To do:
Could you continue the blog post on libertarian paternalism from its last sentence?

Text section:
^^^^

Wednesday 24 March 2010

Whyte: a nudge in the wrong direction

I've been catching up on some older articles by Jamie Whyte, and have yet to read a bad one. I'll highlight a few of my favourites; please forgive the bombardment.

This one from 2 August 2008 is about the contradictory philosophy of 'libertarian paternalism':

A few hippies aside, everyone agrees that paternalism is a good thing when practised by parents. Children do not know what is good for them. Left to their own devices they would make many bad decisions. Caring parents will threaten, bribe, cajole, trick or otherwise manipulate their foolish offspring into doing the right things.

When practised by governments, however, paternalism is more controversial. The idea that adults do not know what is best for them, and that the government should manipulate them into doing the right thing, strikes libertarians as outrageous.

Yet most politicians find the idea irresistible. The present Government aims to make us change our behaviour in all sorts of ways that libertarians would think none of its business. Among other things, they want to make us smoke less, drink less, eat less, take fewer drugs, exercise more, save more and spend more time with our families. So do David Cameron's new Conservatives.

Treating adults like children is an idea that needs some justification, especially when it is espoused by a political party that until recently claimed to champion the individual against the State.

So you can imagine the delight with which these nannies have received Nudge, a book by the Chicago University professors Richard Thaler and Cass Sustein that claims to provide a new justification for paternalism and new ways of manipulating people that are compatible with libertarianism.

He explains the basic premise: like children, many adults behave irrationally. They follow the herd. They resist change. They fail to properly evaluate probabilities and statistics. Their cost-benefit calculations, where they happen at all, are faulty.

^^^^

(Records from a dataset)
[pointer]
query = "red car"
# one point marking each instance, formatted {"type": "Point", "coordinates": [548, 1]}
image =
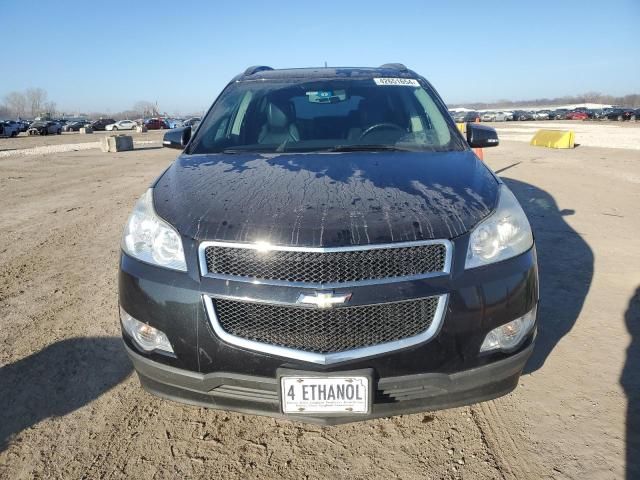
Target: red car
{"type": "Point", "coordinates": [576, 116]}
{"type": "Point", "coordinates": [156, 124]}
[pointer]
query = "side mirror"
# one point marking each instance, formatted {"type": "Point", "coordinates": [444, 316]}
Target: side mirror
{"type": "Point", "coordinates": [177, 138]}
{"type": "Point", "coordinates": [481, 136]}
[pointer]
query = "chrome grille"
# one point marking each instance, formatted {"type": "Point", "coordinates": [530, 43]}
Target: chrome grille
{"type": "Point", "coordinates": [325, 266]}
{"type": "Point", "coordinates": [325, 330]}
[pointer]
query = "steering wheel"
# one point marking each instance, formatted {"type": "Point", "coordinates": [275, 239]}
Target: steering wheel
{"type": "Point", "coordinates": [379, 126]}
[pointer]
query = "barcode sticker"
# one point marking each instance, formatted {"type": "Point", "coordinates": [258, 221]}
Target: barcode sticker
{"type": "Point", "coordinates": [402, 82]}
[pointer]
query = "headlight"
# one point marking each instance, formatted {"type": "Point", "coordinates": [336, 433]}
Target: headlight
{"type": "Point", "coordinates": [145, 336]}
{"type": "Point", "coordinates": [504, 234]}
{"type": "Point", "coordinates": [509, 336]}
{"type": "Point", "coordinates": [149, 238]}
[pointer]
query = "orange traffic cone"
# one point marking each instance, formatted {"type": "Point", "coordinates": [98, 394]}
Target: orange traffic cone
{"type": "Point", "coordinates": [478, 151]}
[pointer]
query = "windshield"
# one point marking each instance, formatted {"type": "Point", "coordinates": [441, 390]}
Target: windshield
{"type": "Point", "coordinates": [325, 115]}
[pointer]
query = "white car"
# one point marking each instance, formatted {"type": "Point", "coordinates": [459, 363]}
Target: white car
{"type": "Point", "coordinates": [503, 116]}
{"type": "Point", "coordinates": [9, 129]}
{"type": "Point", "coordinates": [122, 125]}
{"type": "Point", "coordinates": [488, 117]}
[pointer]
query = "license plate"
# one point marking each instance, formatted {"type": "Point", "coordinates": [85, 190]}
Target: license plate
{"type": "Point", "coordinates": [325, 394]}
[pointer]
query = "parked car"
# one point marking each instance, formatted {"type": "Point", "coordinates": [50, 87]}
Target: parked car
{"type": "Point", "coordinates": [8, 129]}
{"type": "Point", "coordinates": [504, 116]}
{"type": "Point", "coordinates": [122, 125]}
{"type": "Point", "coordinates": [558, 114]}
{"type": "Point", "coordinates": [620, 114]}
{"type": "Point", "coordinates": [75, 126]}
{"type": "Point", "coordinates": [190, 122]}
{"type": "Point", "coordinates": [578, 115]}
{"type": "Point", "coordinates": [523, 115]}
{"type": "Point", "coordinates": [488, 117]}
{"type": "Point", "coordinates": [44, 127]}
{"type": "Point", "coordinates": [465, 117]}
{"type": "Point", "coordinates": [541, 115]}
{"type": "Point", "coordinates": [156, 124]}
{"type": "Point", "coordinates": [101, 124]}
{"type": "Point", "coordinates": [174, 122]}
{"type": "Point", "coordinates": [222, 306]}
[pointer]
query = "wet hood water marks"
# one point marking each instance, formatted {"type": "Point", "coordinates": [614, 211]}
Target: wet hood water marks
{"type": "Point", "coordinates": [326, 199]}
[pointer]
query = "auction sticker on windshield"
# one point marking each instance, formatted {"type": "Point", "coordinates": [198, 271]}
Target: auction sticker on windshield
{"type": "Point", "coordinates": [325, 394]}
{"type": "Point", "coordinates": [402, 82]}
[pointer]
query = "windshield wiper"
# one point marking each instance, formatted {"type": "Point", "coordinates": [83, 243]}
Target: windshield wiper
{"type": "Point", "coordinates": [368, 148]}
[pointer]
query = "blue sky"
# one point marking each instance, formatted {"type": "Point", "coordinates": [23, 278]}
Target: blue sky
{"type": "Point", "coordinates": [105, 56]}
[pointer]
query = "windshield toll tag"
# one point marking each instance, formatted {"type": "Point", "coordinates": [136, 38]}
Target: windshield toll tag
{"type": "Point", "coordinates": [401, 82]}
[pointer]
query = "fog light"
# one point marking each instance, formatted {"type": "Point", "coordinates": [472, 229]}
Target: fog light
{"type": "Point", "coordinates": [145, 336]}
{"type": "Point", "coordinates": [509, 336]}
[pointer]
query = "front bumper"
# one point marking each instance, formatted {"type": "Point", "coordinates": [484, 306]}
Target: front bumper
{"type": "Point", "coordinates": [393, 395]}
{"type": "Point", "coordinates": [445, 371]}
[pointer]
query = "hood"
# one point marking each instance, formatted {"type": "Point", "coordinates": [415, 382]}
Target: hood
{"type": "Point", "coordinates": [326, 199]}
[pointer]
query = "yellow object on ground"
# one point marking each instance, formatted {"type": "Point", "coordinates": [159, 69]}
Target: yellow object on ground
{"type": "Point", "coordinates": [554, 139]}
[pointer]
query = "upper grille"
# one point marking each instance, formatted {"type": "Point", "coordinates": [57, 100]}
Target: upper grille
{"type": "Point", "coordinates": [325, 330]}
{"type": "Point", "coordinates": [326, 267]}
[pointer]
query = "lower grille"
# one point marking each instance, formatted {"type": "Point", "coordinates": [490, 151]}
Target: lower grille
{"type": "Point", "coordinates": [326, 330]}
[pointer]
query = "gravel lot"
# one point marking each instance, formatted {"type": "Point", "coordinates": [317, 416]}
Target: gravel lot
{"type": "Point", "coordinates": [70, 406]}
{"type": "Point", "coordinates": [620, 135]}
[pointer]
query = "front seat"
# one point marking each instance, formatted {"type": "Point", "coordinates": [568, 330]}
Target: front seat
{"type": "Point", "coordinates": [278, 129]}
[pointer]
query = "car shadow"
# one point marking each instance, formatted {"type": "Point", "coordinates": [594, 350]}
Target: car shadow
{"type": "Point", "coordinates": [630, 381]}
{"type": "Point", "coordinates": [565, 263]}
{"type": "Point", "coordinates": [57, 380]}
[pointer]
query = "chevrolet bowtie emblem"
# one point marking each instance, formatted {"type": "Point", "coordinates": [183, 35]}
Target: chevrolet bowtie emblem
{"type": "Point", "coordinates": [324, 300]}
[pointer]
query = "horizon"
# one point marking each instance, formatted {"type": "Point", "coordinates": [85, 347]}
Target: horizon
{"type": "Point", "coordinates": [93, 64]}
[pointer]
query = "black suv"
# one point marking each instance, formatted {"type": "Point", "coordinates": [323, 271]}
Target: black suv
{"type": "Point", "coordinates": [328, 248]}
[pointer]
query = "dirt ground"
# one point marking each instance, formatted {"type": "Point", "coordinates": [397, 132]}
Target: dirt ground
{"type": "Point", "coordinates": [70, 406]}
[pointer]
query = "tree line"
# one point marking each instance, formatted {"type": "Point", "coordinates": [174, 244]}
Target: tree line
{"type": "Point", "coordinates": [34, 102]}
{"type": "Point", "coordinates": [630, 101]}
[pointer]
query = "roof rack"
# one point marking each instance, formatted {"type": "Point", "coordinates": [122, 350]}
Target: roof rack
{"type": "Point", "coordinates": [395, 66]}
{"type": "Point", "coordinates": [255, 69]}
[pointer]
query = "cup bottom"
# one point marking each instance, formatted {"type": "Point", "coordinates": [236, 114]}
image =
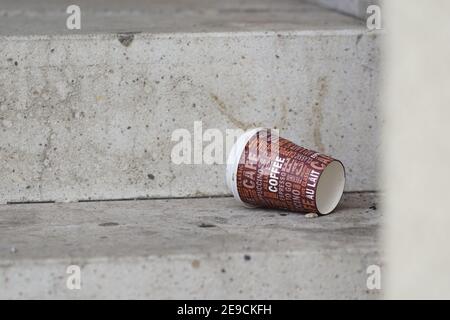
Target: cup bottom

^^^^

Your response:
The nudgers would address this not with the regulations and prohibitions so favoured by the Labour party, but rather by a subtle system of incentives and disincentives, intended to correct our irrational impulses.

But as Whyte asks, "If the Government knows what's best for us, why only nudge us in that direction? Why not give us a mighty shove - as the Australian Government has - by making saving compulsory?"

Sustein and Thaler reply that nudging is consistent with libertarianism, but shoving is not. And they are libertarians. They advocate what they call “libertarian paternalism”.

Alas, this is as incoherent as its name suggests. Libertarianism is motivated by the idea that a government cannot know what is best for individuals. That is why it is likely to harm us when it attempts to influence our behaviour. Those who favour governmental nudging must think the “central nudger” knows what is good for us. But then they have no reason to be libertarians.

Nor does behavioural economics justify paternalism, because it does not show that the Government knows better than we do what is good for us. The advantage that individuals have over central nudgers in deciding what we should do was never our perfect rationality. It is our superior knowledge of our own preferences and circumstances.

Take a simple example. Should you save more, as our would-be nudgers suggest? The answer depends on your present and likely future incomes, on how much you can expect to inherit, on how long you are likely to live and on your preferences regarding consumption now versus consumption in the future. The Government may know that you are foolish. But it cannot possibly have better information than you on all these matters.

Knowing that someone is irrational does not tell you what they should do, nor that they are at present doing the wrong things. Our would-be nudgers are like doctors who think that they can prescribe the right medicine simply because they know you are a hypochondriac.

Faultless logic. Unfortunately, George Osborne isn't listening.